→ **ZU ERLEDIGENDE AUFGABEN**:
• A. Wie oft duschte die Besatzung laut dem Text über das U17?
• B. Welche Besatzungsmitglieder hatten laut dem Text über das U17 eine Einzelkoje? Nenne alle.

Blickfang in Sinsheim: Das U17 mit seiner braun gestrichenen Edelstahlhaut. Foto: Andreas Reiner

Er war mit U17 in der Ostsee zuhause, tauchte wochenlang in der Nordsee, monatelang im Mittelmeer. 22 Mann in Käfighaltung, wenn man so will. In einem Milieu von Küchen- und Körperausdünstungen, gewürzt mit etwas Dieselflair, wächst man zusammen. Einmal duschen die Woche. Das T-Shirt wurde auch nicht täglich gewechselt, so viel Kleider fasste der Spind gar nicht, Waschmaschine gab es keine an Bord. Nach zwei, drei Wochen ohne Hafenstopp fehlte nicht viel und sie hätten einander am Geruch erkannt wie im Wolfsrudel.

Je zwei Mann teilten sich einen Schlafplatz im U17

Je zwei Mann teilten sich einen Schlafplatz. Nur der Kommandant, der Smut, der Schiffstechnische Offizier und der Elektronikoffizier hatten Einzelkojen. Für die anderen wartete nach den Vier-Stunden-Schichten ein vorgewärmtes Nest. Jeder hatte seinen Schlafsack, das Inlett diente als Decke. Kein Raum zum Drehen und Ausstrecken. „Aber meistens hast du so eine Grundmüdigkeit, dass du selig schläfst“, sagt Armstroff.

→ **DATENAUSZÜGE**:
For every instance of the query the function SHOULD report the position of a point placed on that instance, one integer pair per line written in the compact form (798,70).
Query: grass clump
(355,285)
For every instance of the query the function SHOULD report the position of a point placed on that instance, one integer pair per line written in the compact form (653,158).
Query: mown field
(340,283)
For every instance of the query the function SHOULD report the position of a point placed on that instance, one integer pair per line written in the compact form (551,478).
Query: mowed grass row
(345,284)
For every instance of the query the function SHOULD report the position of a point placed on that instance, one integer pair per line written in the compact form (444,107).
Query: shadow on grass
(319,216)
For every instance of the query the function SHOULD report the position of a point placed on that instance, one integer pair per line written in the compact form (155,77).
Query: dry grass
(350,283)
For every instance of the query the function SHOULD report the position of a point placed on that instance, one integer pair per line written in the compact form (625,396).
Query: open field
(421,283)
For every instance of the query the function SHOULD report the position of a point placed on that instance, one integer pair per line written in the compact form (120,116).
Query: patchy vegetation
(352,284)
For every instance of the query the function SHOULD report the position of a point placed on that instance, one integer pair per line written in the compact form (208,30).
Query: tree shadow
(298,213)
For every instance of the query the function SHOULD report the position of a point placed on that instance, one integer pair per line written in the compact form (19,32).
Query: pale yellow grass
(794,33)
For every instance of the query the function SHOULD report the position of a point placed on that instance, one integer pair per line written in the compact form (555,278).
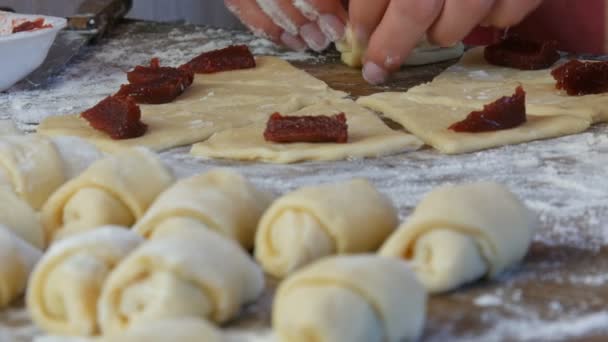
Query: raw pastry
(34,166)
(314,222)
(21,219)
(17,259)
(430,123)
(364,298)
(425,53)
(368,137)
(66,284)
(213,103)
(116,190)
(458,234)
(221,200)
(196,272)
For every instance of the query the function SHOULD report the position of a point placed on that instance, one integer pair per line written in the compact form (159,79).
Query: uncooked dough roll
(364,298)
(115,190)
(221,200)
(18,216)
(17,259)
(195,273)
(34,166)
(458,234)
(313,222)
(66,284)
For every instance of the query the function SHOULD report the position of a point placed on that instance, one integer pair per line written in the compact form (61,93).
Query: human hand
(391,29)
(296,24)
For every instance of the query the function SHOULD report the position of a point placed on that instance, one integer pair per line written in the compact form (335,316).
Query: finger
(457,19)
(403,25)
(330,15)
(365,17)
(261,25)
(507,13)
(283,14)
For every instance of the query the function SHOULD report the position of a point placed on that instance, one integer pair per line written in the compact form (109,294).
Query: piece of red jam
(515,52)
(231,58)
(155,84)
(307,129)
(119,117)
(37,24)
(505,113)
(582,78)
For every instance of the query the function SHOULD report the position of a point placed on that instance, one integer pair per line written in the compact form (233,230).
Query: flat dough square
(214,103)
(430,123)
(368,137)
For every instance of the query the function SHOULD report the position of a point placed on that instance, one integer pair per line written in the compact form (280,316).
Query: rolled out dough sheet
(368,137)
(214,103)
(430,123)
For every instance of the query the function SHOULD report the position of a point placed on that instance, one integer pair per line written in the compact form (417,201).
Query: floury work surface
(560,292)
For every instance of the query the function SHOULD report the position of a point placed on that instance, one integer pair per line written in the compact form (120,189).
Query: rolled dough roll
(221,200)
(20,218)
(34,166)
(362,298)
(197,273)
(424,53)
(313,222)
(17,259)
(66,284)
(458,234)
(115,190)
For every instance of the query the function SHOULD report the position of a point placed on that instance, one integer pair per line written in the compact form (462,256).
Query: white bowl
(23,52)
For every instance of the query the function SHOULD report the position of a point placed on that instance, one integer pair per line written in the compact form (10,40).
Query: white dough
(221,200)
(194,273)
(66,284)
(17,259)
(115,190)
(314,222)
(459,234)
(350,298)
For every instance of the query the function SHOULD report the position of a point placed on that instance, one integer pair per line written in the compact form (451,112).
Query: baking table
(560,292)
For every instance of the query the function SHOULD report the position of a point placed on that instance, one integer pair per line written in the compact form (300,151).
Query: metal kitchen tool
(92,21)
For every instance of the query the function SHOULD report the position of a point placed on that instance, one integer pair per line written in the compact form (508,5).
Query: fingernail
(307,9)
(374,74)
(332,27)
(293,42)
(313,36)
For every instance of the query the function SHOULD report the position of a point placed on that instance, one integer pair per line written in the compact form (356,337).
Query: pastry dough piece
(213,103)
(195,272)
(314,222)
(21,219)
(115,190)
(32,166)
(425,53)
(17,259)
(221,200)
(431,122)
(458,234)
(368,137)
(350,298)
(66,284)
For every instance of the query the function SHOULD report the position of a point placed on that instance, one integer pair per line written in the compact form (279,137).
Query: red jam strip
(517,53)
(37,24)
(155,84)
(505,113)
(308,129)
(582,78)
(119,117)
(231,58)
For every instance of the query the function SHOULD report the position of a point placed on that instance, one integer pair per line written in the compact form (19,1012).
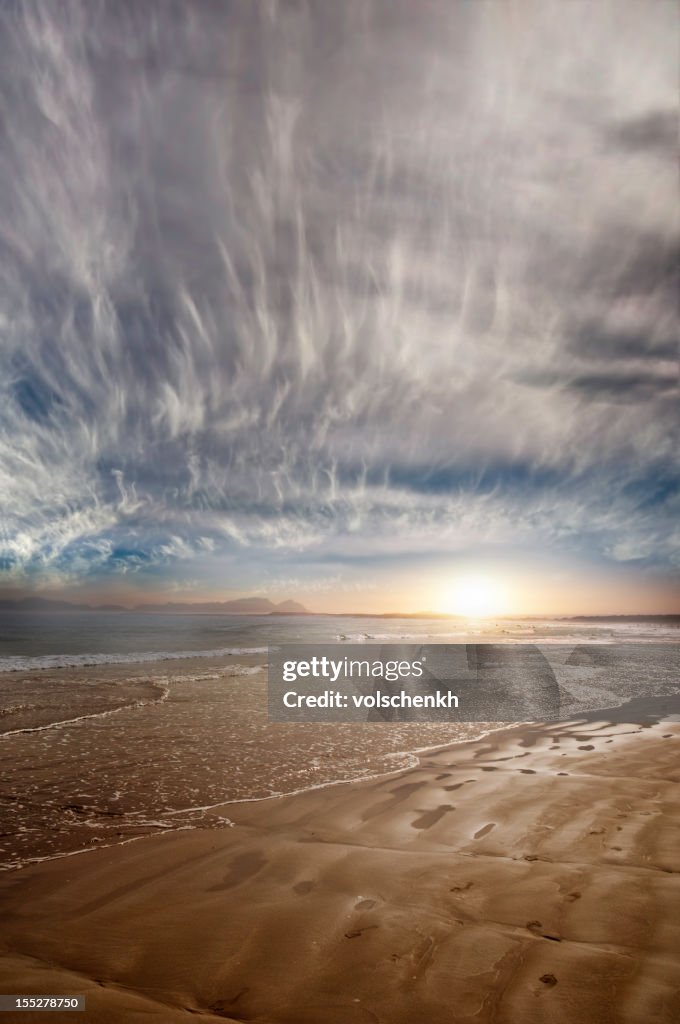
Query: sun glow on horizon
(475,597)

→ **ERGEBNISSE DER AUFGABEN**:
• A. Einmal pro Woche.

• B. Der Kommandant, der Smut, der Schiffstechnische Offizier und der Elektronikoffizier.